Salix Pharmaceuticals Ltd.’s Proposed Acquisition of Santarus Inc.

On November 7, Salix Pharmaceuticals Ltd., a leading manufacturer of gastrointestinal disorder drugs and devices announced its proposed acquisition of Santarus Inc., a specialty biopharmaceutical company. The all cash acquisition of common stock was offered at $2.6 billion at $32 dollars per stock. According to a press release obtained from the Santarus website, the $32.00 per share price represents an approximately 36% premium over Santarus’ November 6, 2013 closing price of $23.53 per share and an approximately 39% premium over Santarus’ average closing stock price for the prior 30-day trading period. The proposed transaction has been unanimously approved by both the Boards of Directors of Salix and Santarus, and it is expected that the transaction will close in the first quarter of 2014.

A statement issued by Salix President and Chief Executive Officer, Carolyn Logan, stated, “We are extremely pleased with the Santarus acquisition, which is transformative for Salix both commercially and financially, fulfilling many of our strategic needs while providing immediate and significant accretion in 2014 and beyond.”

However, the proposed acquisition has not been well-received by some of the Santarus shareholders.  There are allegations that the directors may have breached their fiduciary duty of care and duty of loyalty. Some of the shareholders might want to exercise their rights to a direct action. This has garnered the interest of shareholder rights law firms in investigating the alleged breach. These firms have issued press releases announcing the investigation and are requesting more information and alerting shareholders about possible representation in a class action.
· · ·
§ **What is required**:
Retype the stretch of the Salix–Santarus acquisition article from "A statement issued" through "a class action.", copying it word for word.

§ **Data to examine**:
· · ·
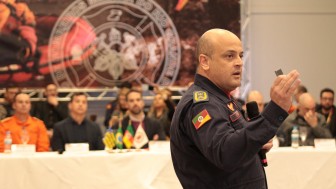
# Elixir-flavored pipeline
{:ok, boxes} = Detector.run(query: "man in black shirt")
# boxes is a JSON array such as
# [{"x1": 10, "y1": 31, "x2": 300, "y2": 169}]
[{"x1": 51, "y1": 93, "x2": 104, "y2": 151}]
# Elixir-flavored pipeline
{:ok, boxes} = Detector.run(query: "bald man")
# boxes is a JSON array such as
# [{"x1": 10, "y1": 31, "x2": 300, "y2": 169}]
[
  {"x1": 279, "y1": 93, "x2": 332, "y2": 146},
  {"x1": 170, "y1": 29, "x2": 300, "y2": 189}
]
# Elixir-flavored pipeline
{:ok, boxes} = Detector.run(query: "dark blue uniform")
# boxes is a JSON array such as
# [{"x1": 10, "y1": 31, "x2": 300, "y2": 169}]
[{"x1": 170, "y1": 75, "x2": 288, "y2": 189}]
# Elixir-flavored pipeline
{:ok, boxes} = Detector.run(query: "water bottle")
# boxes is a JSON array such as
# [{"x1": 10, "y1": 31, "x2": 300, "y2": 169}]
[
  {"x1": 4, "y1": 131, "x2": 12, "y2": 153},
  {"x1": 291, "y1": 126, "x2": 300, "y2": 148}
]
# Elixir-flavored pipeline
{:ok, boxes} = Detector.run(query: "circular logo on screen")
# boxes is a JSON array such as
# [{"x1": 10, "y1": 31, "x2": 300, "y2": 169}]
[{"x1": 48, "y1": 0, "x2": 181, "y2": 87}]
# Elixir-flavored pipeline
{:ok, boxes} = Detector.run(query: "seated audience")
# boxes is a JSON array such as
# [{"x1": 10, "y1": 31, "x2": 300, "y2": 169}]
[
  {"x1": 32, "y1": 84, "x2": 68, "y2": 138},
  {"x1": 0, "y1": 93, "x2": 49, "y2": 152},
  {"x1": 316, "y1": 88, "x2": 336, "y2": 138},
  {"x1": 148, "y1": 90, "x2": 175, "y2": 137},
  {"x1": 112, "y1": 90, "x2": 166, "y2": 148},
  {"x1": 278, "y1": 93, "x2": 331, "y2": 146},
  {"x1": 51, "y1": 92, "x2": 104, "y2": 151},
  {"x1": 104, "y1": 83, "x2": 131, "y2": 128},
  {"x1": 0, "y1": 85, "x2": 21, "y2": 118}
]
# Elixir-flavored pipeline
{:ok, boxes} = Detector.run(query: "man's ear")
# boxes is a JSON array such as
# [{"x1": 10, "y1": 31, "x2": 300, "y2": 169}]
[{"x1": 198, "y1": 54, "x2": 210, "y2": 71}]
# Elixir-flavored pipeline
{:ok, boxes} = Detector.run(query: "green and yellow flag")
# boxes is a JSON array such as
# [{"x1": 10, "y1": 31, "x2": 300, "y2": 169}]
[
  {"x1": 103, "y1": 129, "x2": 116, "y2": 149},
  {"x1": 116, "y1": 127, "x2": 123, "y2": 149},
  {"x1": 123, "y1": 120, "x2": 134, "y2": 149}
]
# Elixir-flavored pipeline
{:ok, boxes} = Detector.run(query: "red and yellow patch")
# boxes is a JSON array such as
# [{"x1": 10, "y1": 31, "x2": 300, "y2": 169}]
[
  {"x1": 192, "y1": 109, "x2": 211, "y2": 130},
  {"x1": 227, "y1": 102, "x2": 235, "y2": 111}
]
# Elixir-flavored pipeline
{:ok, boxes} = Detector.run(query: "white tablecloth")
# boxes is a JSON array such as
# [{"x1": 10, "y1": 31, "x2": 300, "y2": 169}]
[{"x1": 0, "y1": 144, "x2": 336, "y2": 189}]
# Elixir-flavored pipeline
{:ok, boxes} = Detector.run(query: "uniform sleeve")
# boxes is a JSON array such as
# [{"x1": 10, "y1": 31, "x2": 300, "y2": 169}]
[
  {"x1": 36, "y1": 121, "x2": 50, "y2": 152},
  {"x1": 0, "y1": 122, "x2": 6, "y2": 152},
  {"x1": 0, "y1": 3, "x2": 10, "y2": 32},
  {"x1": 184, "y1": 102, "x2": 288, "y2": 171}
]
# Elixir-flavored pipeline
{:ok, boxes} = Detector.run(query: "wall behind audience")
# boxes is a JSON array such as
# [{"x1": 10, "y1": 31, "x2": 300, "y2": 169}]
[{"x1": 249, "y1": 0, "x2": 336, "y2": 101}]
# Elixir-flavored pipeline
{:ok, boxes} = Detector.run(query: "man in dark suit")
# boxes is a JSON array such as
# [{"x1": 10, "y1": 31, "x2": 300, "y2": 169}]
[
  {"x1": 31, "y1": 84, "x2": 69, "y2": 138},
  {"x1": 51, "y1": 93, "x2": 104, "y2": 151}
]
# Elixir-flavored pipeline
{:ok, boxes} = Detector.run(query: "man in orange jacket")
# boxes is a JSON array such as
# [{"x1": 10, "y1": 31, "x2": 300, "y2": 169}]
[{"x1": 0, "y1": 93, "x2": 50, "y2": 152}]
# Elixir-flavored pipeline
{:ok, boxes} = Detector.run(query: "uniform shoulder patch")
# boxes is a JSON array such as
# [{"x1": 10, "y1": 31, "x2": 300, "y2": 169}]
[
  {"x1": 106, "y1": 103, "x2": 112, "y2": 110},
  {"x1": 192, "y1": 109, "x2": 211, "y2": 130},
  {"x1": 193, "y1": 91, "x2": 209, "y2": 103},
  {"x1": 32, "y1": 117, "x2": 43, "y2": 122}
]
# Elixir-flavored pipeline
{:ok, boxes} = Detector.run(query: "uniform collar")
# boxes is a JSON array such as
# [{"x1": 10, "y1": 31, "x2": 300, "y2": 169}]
[
  {"x1": 194, "y1": 74, "x2": 232, "y2": 102},
  {"x1": 13, "y1": 115, "x2": 32, "y2": 126}
]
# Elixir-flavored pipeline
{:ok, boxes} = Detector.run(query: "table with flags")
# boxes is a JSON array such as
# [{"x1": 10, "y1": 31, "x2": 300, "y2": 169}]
[{"x1": 0, "y1": 124, "x2": 336, "y2": 189}]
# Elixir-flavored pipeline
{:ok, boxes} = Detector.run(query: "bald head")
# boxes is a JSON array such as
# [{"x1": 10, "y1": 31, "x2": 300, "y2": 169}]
[
  {"x1": 196, "y1": 29, "x2": 243, "y2": 93},
  {"x1": 196, "y1": 28, "x2": 240, "y2": 62}
]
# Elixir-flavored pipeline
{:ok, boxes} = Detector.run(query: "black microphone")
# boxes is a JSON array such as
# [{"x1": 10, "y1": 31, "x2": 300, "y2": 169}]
[{"x1": 246, "y1": 101, "x2": 268, "y2": 167}]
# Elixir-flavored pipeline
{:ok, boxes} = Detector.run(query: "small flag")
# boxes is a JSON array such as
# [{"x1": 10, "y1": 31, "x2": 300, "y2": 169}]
[
  {"x1": 116, "y1": 127, "x2": 123, "y2": 149},
  {"x1": 103, "y1": 129, "x2": 116, "y2": 149},
  {"x1": 123, "y1": 120, "x2": 134, "y2": 149},
  {"x1": 133, "y1": 124, "x2": 149, "y2": 149},
  {"x1": 192, "y1": 109, "x2": 211, "y2": 129}
]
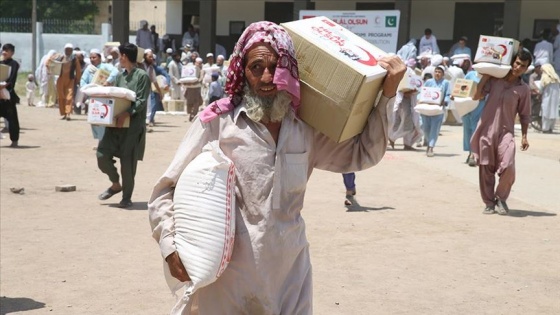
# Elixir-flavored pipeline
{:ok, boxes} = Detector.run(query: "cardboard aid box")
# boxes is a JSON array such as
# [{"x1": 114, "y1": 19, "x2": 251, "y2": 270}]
[
  {"x1": 474, "y1": 35, "x2": 519, "y2": 66},
  {"x1": 0, "y1": 64, "x2": 12, "y2": 82},
  {"x1": 418, "y1": 86, "x2": 443, "y2": 105},
  {"x1": 87, "y1": 97, "x2": 131, "y2": 128},
  {"x1": 451, "y1": 79, "x2": 476, "y2": 98},
  {"x1": 281, "y1": 16, "x2": 387, "y2": 142}
]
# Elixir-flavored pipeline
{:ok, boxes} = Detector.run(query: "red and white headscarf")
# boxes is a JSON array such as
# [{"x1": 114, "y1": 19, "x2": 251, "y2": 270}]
[{"x1": 199, "y1": 21, "x2": 300, "y2": 122}]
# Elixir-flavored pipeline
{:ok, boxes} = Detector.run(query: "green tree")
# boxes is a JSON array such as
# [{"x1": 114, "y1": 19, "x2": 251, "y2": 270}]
[{"x1": 0, "y1": 0, "x2": 99, "y2": 21}]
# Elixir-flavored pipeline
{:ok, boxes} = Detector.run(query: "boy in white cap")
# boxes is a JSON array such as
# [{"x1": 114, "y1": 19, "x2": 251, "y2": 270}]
[
  {"x1": 25, "y1": 74, "x2": 37, "y2": 106},
  {"x1": 56, "y1": 43, "x2": 82, "y2": 120}
]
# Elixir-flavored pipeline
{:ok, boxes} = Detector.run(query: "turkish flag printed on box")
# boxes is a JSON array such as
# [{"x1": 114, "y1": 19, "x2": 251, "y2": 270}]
[{"x1": 281, "y1": 16, "x2": 387, "y2": 142}]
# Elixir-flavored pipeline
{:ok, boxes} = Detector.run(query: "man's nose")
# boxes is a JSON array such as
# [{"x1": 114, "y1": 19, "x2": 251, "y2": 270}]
[{"x1": 261, "y1": 68, "x2": 272, "y2": 83}]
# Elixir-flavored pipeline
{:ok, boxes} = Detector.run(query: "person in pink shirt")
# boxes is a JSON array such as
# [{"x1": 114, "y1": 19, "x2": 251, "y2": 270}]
[{"x1": 471, "y1": 49, "x2": 532, "y2": 215}]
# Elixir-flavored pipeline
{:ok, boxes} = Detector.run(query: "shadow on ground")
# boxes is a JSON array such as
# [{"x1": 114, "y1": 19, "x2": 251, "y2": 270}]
[
  {"x1": 0, "y1": 296, "x2": 45, "y2": 315},
  {"x1": 509, "y1": 209, "x2": 556, "y2": 218},
  {"x1": 2, "y1": 144, "x2": 41, "y2": 150},
  {"x1": 103, "y1": 201, "x2": 148, "y2": 210}
]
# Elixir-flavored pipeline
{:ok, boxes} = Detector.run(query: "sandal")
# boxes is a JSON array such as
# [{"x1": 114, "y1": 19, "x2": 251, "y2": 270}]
[{"x1": 98, "y1": 187, "x2": 122, "y2": 200}]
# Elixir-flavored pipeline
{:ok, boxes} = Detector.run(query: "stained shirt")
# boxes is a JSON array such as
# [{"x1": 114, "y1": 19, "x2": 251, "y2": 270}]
[
  {"x1": 99, "y1": 68, "x2": 151, "y2": 160},
  {"x1": 148, "y1": 96, "x2": 394, "y2": 315},
  {"x1": 471, "y1": 78, "x2": 531, "y2": 173}
]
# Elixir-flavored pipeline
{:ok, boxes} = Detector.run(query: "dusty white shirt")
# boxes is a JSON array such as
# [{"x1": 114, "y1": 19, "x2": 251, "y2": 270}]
[{"x1": 148, "y1": 96, "x2": 394, "y2": 315}]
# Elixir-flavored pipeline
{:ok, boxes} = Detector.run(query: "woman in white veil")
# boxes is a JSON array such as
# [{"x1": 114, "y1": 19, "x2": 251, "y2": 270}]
[{"x1": 35, "y1": 49, "x2": 56, "y2": 107}]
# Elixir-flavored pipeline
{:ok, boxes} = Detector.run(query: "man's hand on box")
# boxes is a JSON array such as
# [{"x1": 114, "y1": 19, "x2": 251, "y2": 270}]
[
  {"x1": 116, "y1": 111, "x2": 130, "y2": 128},
  {"x1": 379, "y1": 55, "x2": 406, "y2": 98}
]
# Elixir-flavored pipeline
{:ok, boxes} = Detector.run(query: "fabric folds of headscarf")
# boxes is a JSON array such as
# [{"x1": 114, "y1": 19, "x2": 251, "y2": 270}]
[{"x1": 199, "y1": 21, "x2": 300, "y2": 122}]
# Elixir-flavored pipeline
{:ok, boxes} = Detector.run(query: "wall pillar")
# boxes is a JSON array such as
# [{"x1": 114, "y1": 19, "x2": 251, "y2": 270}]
[
  {"x1": 502, "y1": 0, "x2": 521, "y2": 39},
  {"x1": 395, "y1": 0, "x2": 412, "y2": 51},
  {"x1": 112, "y1": 0, "x2": 130, "y2": 44},
  {"x1": 198, "y1": 0, "x2": 217, "y2": 56}
]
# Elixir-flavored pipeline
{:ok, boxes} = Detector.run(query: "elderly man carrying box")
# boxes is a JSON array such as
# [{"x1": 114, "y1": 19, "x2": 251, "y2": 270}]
[{"x1": 149, "y1": 22, "x2": 406, "y2": 314}]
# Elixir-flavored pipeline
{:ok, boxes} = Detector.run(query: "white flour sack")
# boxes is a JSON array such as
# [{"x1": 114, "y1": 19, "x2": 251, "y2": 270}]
[
  {"x1": 414, "y1": 103, "x2": 443, "y2": 116},
  {"x1": 164, "y1": 141, "x2": 235, "y2": 314},
  {"x1": 473, "y1": 62, "x2": 511, "y2": 78},
  {"x1": 449, "y1": 97, "x2": 478, "y2": 116},
  {"x1": 80, "y1": 84, "x2": 136, "y2": 102}
]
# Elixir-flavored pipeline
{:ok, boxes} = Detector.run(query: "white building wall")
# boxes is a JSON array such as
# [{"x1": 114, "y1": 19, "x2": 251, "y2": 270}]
[
  {"x1": 519, "y1": 0, "x2": 560, "y2": 39},
  {"x1": 166, "y1": 1, "x2": 183, "y2": 37}
]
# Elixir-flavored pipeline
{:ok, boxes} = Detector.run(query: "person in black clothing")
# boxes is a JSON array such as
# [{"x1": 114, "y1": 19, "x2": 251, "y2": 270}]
[{"x1": 0, "y1": 44, "x2": 19, "y2": 148}]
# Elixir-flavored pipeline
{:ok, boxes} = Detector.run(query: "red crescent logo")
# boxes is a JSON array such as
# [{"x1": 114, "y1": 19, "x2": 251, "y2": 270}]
[
  {"x1": 498, "y1": 45, "x2": 507, "y2": 57},
  {"x1": 357, "y1": 46, "x2": 377, "y2": 67}
]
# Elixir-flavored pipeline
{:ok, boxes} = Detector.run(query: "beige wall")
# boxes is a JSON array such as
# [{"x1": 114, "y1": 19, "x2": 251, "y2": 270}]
[
  {"x1": 519, "y1": 0, "x2": 560, "y2": 39},
  {"x1": 123, "y1": 0, "x2": 560, "y2": 40},
  {"x1": 130, "y1": 0, "x2": 168, "y2": 36}
]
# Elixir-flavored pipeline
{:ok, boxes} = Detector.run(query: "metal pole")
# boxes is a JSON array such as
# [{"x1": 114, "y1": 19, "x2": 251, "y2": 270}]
[{"x1": 31, "y1": 0, "x2": 37, "y2": 72}]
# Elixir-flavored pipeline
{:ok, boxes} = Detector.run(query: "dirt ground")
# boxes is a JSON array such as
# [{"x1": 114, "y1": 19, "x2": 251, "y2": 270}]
[{"x1": 0, "y1": 105, "x2": 560, "y2": 315}]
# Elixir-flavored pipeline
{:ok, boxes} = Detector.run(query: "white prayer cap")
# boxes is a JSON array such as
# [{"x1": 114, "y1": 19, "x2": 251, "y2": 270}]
[
  {"x1": 430, "y1": 54, "x2": 443, "y2": 67},
  {"x1": 451, "y1": 54, "x2": 471, "y2": 60},
  {"x1": 89, "y1": 48, "x2": 101, "y2": 56},
  {"x1": 416, "y1": 52, "x2": 432, "y2": 60}
]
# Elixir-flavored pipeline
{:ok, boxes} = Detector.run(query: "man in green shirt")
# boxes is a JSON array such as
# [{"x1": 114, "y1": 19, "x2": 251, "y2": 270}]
[{"x1": 97, "y1": 43, "x2": 151, "y2": 208}]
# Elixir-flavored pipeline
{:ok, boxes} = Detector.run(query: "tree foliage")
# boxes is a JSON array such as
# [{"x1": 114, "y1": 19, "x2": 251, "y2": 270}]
[{"x1": 0, "y1": 0, "x2": 99, "y2": 22}]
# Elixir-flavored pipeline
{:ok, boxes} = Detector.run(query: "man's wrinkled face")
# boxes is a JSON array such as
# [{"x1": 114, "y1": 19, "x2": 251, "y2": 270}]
[
  {"x1": 245, "y1": 43, "x2": 278, "y2": 97},
  {"x1": 89, "y1": 54, "x2": 101, "y2": 66},
  {"x1": 2, "y1": 49, "x2": 14, "y2": 60},
  {"x1": 434, "y1": 68, "x2": 443, "y2": 81},
  {"x1": 511, "y1": 57, "x2": 530, "y2": 77}
]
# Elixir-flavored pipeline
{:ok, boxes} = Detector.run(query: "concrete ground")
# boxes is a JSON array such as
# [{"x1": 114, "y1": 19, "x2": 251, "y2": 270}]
[{"x1": 0, "y1": 105, "x2": 560, "y2": 315}]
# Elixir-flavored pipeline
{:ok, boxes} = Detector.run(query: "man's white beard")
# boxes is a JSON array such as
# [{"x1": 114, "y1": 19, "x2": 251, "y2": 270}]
[{"x1": 244, "y1": 84, "x2": 292, "y2": 124}]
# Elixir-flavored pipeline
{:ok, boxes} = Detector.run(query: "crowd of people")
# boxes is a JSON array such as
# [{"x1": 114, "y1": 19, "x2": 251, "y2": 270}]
[{"x1": 0, "y1": 21, "x2": 560, "y2": 314}]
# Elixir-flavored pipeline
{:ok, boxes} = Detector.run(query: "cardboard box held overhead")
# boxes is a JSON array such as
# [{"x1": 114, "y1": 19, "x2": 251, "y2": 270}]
[
  {"x1": 418, "y1": 86, "x2": 443, "y2": 105},
  {"x1": 451, "y1": 79, "x2": 476, "y2": 98},
  {"x1": 0, "y1": 64, "x2": 12, "y2": 82},
  {"x1": 87, "y1": 97, "x2": 131, "y2": 128},
  {"x1": 397, "y1": 69, "x2": 424, "y2": 92},
  {"x1": 281, "y1": 16, "x2": 387, "y2": 142},
  {"x1": 474, "y1": 35, "x2": 519, "y2": 66}
]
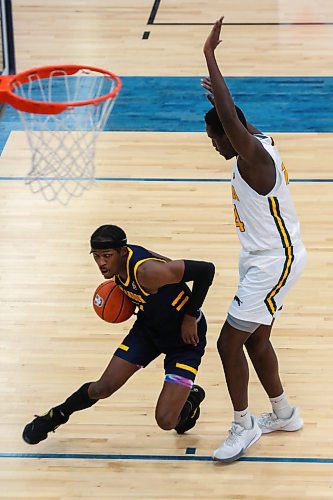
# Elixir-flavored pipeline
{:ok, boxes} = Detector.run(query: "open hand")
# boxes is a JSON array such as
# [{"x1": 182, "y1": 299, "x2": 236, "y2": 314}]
[{"x1": 203, "y1": 16, "x2": 224, "y2": 53}]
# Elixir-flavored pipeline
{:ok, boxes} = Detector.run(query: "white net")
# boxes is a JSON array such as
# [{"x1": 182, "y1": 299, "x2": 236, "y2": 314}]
[{"x1": 15, "y1": 70, "x2": 116, "y2": 204}]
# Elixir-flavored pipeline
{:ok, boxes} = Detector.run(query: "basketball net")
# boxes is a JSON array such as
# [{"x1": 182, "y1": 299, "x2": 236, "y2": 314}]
[{"x1": 0, "y1": 65, "x2": 121, "y2": 205}]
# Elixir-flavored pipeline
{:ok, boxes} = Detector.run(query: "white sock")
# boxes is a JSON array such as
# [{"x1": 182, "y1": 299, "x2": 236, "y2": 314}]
[
  {"x1": 234, "y1": 408, "x2": 253, "y2": 429},
  {"x1": 269, "y1": 392, "x2": 294, "y2": 419}
]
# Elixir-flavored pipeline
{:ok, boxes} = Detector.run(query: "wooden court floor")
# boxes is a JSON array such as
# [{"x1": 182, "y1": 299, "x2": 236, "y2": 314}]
[{"x1": 0, "y1": 0, "x2": 333, "y2": 500}]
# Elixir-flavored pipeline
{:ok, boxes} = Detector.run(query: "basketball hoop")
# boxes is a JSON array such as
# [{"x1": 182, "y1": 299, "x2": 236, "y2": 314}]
[{"x1": 0, "y1": 65, "x2": 121, "y2": 204}]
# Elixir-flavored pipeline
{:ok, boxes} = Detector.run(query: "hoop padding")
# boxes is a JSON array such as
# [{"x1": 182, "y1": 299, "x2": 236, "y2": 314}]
[{"x1": 3, "y1": 66, "x2": 121, "y2": 204}]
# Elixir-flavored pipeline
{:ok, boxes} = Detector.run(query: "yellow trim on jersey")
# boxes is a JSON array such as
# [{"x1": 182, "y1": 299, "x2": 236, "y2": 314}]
[
  {"x1": 176, "y1": 363, "x2": 198, "y2": 375},
  {"x1": 133, "y1": 257, "x2": 166, "y2": 296},
  {"x1": 265, "y1": 196, "x2": 294, "y2": 315},
  {"x1": 269, "y1": 196, "x2": 291, "y2": 248},
  {"x1": 117, "y1": 247, "x2": 133, "y2": 286},
  {"x1": 176, "y1": 295, "x2": 190, "y2": 311}
]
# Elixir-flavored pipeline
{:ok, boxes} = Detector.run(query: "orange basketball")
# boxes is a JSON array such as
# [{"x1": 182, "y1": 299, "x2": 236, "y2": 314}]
[{"x1": 93, "y1": 280, "x2": 135, "y2": 323}]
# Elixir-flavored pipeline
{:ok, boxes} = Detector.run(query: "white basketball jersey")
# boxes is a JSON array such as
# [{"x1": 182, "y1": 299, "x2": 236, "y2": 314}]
[{"x1": 231, "y1": 134, "x2": 301, "y2": 252}]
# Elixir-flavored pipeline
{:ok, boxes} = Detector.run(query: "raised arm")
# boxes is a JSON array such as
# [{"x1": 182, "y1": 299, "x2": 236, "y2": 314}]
[{"x1": 203, "y1": 17, "x2": 275, "y2": 194}]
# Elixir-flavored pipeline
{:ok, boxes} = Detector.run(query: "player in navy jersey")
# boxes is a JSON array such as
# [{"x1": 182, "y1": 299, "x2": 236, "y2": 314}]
[{"x1": 23, "y1": 225, "x2": 215, "y2": 444}]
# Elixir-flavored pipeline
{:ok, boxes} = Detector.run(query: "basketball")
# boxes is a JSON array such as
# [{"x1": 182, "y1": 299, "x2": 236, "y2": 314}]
[{"x1": 93, "y1": 280, "x2": 135, "y2": 323}]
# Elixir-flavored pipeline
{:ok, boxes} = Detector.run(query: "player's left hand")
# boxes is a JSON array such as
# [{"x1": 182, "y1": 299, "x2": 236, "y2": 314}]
[
  {"x1": 181, "y1": 314, "x2": 199, "y2": 346},
  {"x1": 203, "y1": 16, "x2": 224, "y2": 53}
]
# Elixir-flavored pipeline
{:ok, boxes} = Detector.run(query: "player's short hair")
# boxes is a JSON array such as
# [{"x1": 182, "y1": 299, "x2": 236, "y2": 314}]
[
  {"x1": 90, "y1": 224, "x2": 127, "y2": 250},
  {"x1": 205, "y1": 106, "x2": 247, "y2": 134}
]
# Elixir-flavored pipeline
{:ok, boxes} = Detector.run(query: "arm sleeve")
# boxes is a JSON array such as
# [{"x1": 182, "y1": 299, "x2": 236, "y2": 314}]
[{"x1": 182, "y1": 260, "x2": 215, "y2": 316}]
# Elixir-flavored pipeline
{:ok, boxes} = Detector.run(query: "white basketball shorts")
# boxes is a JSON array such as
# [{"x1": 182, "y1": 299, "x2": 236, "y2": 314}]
[{"x1": 228, "y1": 242, "x2": 307, "y2": 325}]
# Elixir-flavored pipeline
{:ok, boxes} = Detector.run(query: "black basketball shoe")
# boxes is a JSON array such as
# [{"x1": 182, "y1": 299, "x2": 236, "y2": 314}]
[
  {"x1": 175, "y1": 385, "x2": 205, "y2": 434},
  {"x1": 22, "y1": 408, "x2": 69, "y2": 444}
]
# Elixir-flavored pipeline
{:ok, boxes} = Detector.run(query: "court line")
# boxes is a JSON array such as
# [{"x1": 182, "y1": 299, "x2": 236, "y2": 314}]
[
  {"x1": 0, "y1": 176, "x2": 333, "y2": 183},
  {"x1": 147, "y1": 0, "x2": 161, "y2": 24},
  {"x1": 0, "y1": 453, "x2": 333, "y2": 464}
]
· · ·
§ **Reply to the task**:
A statement issued by Salix President and Chief Executive Officer, Carolyn Logan, stated, “We are extremely pleased with the Santarus acquisition, which is transformative for Salix both commercially and financially, fulfilling many of our strategic needs while providing immediate and significant accretion in 2014 and beyond.”

However, the proposed acquisition has not been well-received by some of the Santarus shareholders.  There are allegations that the directors may have breached their fiduciary duty of care and duty of loyalty. Some of the shareholders might want to exercise their rights to a direct action. This has garnered the interest of shareholder rights law firms in investigating the alleged breach. These firms have issued press releases announcing the investigation and are requesting more information and alerting shareholders about possible representation in a class action.